──────── Passage ────────

At the conclusion of the marching band season each December, the members form separate concert bands; a Wind Ensemble, a Wind Symphony, a Symphonic Winds, and a Symphonic Band.

Jazz Band
Milpitas High School has a standard 17-piece Jazz Band that meets every morning during zero period, from 7-8 AM In April 2005, the Milpitas High School Jazz Band received a Command Performance Rating at the 2005 Santa Cruz Jazz Festival and again in 2013.

Orchestra
Since 2002, the MHS Symphony Orchestra has provided an opportunity for string musicians to perform a variety of classical and contemporary orchestral literature.

Vocal Ensembles
The MHS Glee Club was formed during the 2009 school year. The concert choir was revived in 2002 after being canceled in the mid-1990s, and again in the 2008 school year.

Navy Junior ROTC
A few students at Milpitas High School belong to the Navy Junior ROTC program. Students enrolled in the program have the opportunity to become a part of one of three drill teams. These drill teams are Drill Team With Arms, Unarmed Drill Team, and Color Guard. Each year, Milpitas NJROTC hosts "Legions of Troy", a drill meet and athletic competition that many other Californian JROTC units attend. Weekly lesson plans includes academic instruction, uniform inspection, physical training, and drill.

────────

Extend the Milpitas High School student-programs passage past its final sentence, keeping its encyclopedic tone.

──────── Information supplied ────────

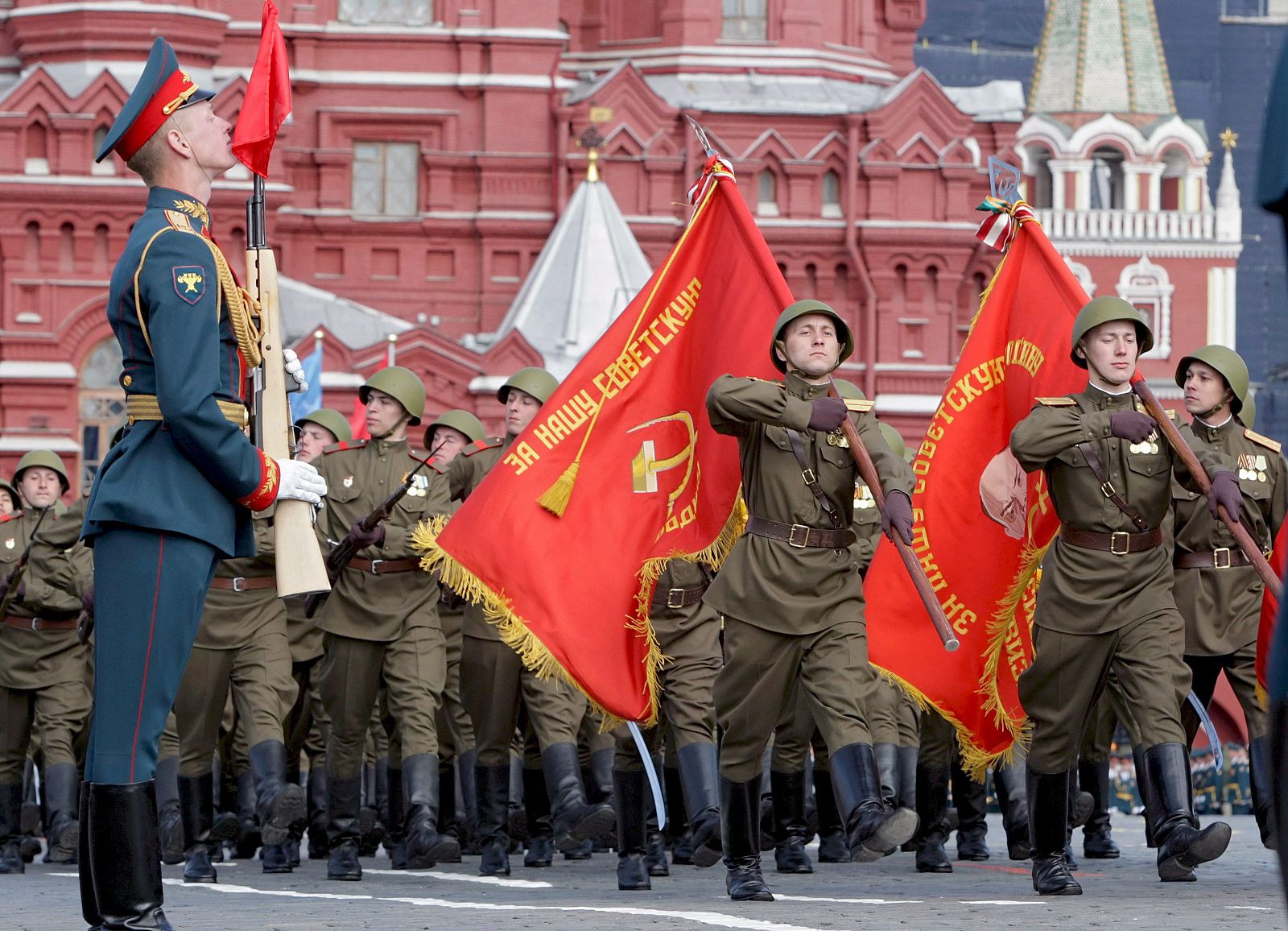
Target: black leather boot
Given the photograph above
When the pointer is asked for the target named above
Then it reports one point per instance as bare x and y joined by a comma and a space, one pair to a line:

────────

→ Output for this exercise:
The Union
The Union is the student-run campus newspaper, produced every six weeks by the Journalism class. Students take on roles in the class as reporters, photographers, and editors in the making of the publication. The Union includes sections for news, editorial, opinion, features, fashion, sports, and lifestyle. The student newspaper is predominantly funded by advertisements from local businesses. Students in the class use Adobe InDesign on the computers provided in the classroom to design page layouts for each new issue. Pages are put together by the editors of each section and overseen by the editor-in-chief.

Science Olympiad
The Milpitas High School's Science Olympiad is a student-run and staff-supported organization that started in 2007 with only a few students. They now have more than 100 members each year. The Milpitas High School Science Olympiad's top team has qualified for States six times in total, placing in the top ten almost every time. They also provide outreach to the two middle school teams in the Milpitas school district, the Rancho and Thomas Russell Middle Schools.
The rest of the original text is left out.